**Exercise data**

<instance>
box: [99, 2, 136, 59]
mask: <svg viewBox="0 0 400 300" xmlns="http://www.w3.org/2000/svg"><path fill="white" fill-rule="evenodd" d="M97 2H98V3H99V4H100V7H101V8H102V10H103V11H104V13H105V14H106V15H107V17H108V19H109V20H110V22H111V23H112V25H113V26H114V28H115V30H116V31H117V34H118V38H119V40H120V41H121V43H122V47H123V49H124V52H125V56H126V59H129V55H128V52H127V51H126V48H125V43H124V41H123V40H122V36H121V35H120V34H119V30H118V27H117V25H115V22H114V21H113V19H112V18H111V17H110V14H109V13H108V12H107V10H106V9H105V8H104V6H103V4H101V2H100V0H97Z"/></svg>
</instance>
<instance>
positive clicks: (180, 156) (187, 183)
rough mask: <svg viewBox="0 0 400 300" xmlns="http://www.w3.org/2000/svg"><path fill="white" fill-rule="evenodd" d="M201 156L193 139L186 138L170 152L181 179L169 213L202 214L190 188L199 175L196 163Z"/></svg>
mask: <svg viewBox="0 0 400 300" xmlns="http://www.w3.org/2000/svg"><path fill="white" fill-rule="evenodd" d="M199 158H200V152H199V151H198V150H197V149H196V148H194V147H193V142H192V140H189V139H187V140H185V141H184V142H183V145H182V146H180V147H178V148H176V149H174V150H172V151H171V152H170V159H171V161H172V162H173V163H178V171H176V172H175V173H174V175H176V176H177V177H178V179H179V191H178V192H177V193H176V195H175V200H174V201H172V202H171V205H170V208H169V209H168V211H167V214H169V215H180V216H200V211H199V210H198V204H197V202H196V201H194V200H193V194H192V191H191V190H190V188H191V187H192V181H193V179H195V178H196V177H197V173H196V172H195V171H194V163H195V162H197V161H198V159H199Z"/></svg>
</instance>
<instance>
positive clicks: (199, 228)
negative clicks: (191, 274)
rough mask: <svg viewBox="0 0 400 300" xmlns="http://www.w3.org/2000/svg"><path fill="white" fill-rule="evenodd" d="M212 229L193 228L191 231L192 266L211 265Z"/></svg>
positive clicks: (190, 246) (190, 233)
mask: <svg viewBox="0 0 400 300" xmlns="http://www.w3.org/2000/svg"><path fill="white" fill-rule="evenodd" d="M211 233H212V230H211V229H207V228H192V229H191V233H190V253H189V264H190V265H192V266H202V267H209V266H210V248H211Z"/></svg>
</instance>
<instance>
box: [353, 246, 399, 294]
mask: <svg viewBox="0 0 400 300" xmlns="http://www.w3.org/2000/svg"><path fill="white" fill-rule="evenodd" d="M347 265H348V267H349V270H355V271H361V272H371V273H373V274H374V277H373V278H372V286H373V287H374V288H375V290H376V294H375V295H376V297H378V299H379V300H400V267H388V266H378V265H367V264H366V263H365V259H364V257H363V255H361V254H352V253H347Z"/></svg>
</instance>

**Exercise prompt**
Exactly as they appear above, the records are to be transcribed in full.

**Finished exercise**
<instance>
box: [99, 2, 136, 59]
mask: <svg viewBox="0 0 400 300" xmlns="http://www.w3.org/2000/svg"><path fill="white" fill-rule="evenodd" d="M97 2H98V3H99V4H100V7H101V8H102V10H103V11H104V13H105V14H106V15H107V17H108V19H109V20H110V22H111V23H112V25H113V26H114V28H115V30H116V31H117V34H118V38H119V40H120V41H121V43H122V47H123V49H124V52H125V56H126V59H129V55H128V52H127V51H126V48H125V43H124V41H123V40H122V36H121V35H120V34H119V30H118V27H117V25H115V22H114V21H113V19H112V18H111V17H110V14H109V13H108V12H107V10H106V9H105V8H104V6H103V4H101V2H100V0H97Z"/></svg>
</instance>
<instance>
positive clicks: (180, 156) (187, 183)
rough mask: <svg viewBox="0 0 400 300" xmlns="http://www.w3.org/2000/svg"><path fill="white" fill-rule="evenodd" d="M201 156L193 139L186 138L170 152L181 179L169 213L202 214L190 188L199 175L196 163Z"/></svg>
mask: <svg viewBox="0 0 400 300" xmlns="http://www.w3.org/2000/svg"><path fill="white" fill-rule="evenodd" d="M199 158H200V152H199V151H198V150H197V149H196V148H194V147H193V142H192V140H189V139H187V140H185V141H184V142H183V145H182V146H180V147H178V148H176V149H174V150H172V151H171V152H170V159H171V161H172V162H173V163H178V171H176V172H175V173H174V175H176V176H177V177H178V179H179V191H178V192H177V193H176V195H175V200H174V201H172V202H171V205H170V208H169V209H168V211H167V214H169V215H180V216H200V211H199V210H198V204H197V202H196V201H194V200H193V194H192V191H191V190H190V188H191V187H192V181H193V179H195V178H196V177H197V173H196V172H195V171H194V163H195V162H197V161H198V159H199Z"/></svg>
</instance>
<instance>
positive clicks: (199, 228)
negative clicks: (191, 274)
rough mask: <svg viewBox="0 0 400 300" xmlns="http://www.w3.org/2000/svg"><path fill="white" fill-rule="evenodd" d="M212 229L193 228L191 231L192 266L211 265Z"/></svg>
positive clicks: (190, 246) (190, 233)
mask: <svg viewBox="0 0 400 300" xmlns="http://www.w3.org/2000/svg"><path fill="white" fill-rule="evenodd" d="M211 233H212V230H211V229H207V228H192V229H191V233H190V253H189V264H190V265H192V266H202V267H209V266H210V248H211Z"/></svg>
</instance>
<instance>
box: [353, 246, 399, 294]
mask: <svg viewBox="0 0 400 300" xmlns="http://www.w3.org/2000/svg"><path fill="white" fill-rule="evenodd" d="M347 265H348V267H349V270H355V271H361V272H371V273H373V274H374V277H373V278H372V286H373V287H374V288H375V290H376V294H375V295H376V297H378V299H379V300H400V267H388V266H378V265H367V264H366V263H365V259H364V257H363V255H361V254H352V253H347Z"/></svg>
</instance>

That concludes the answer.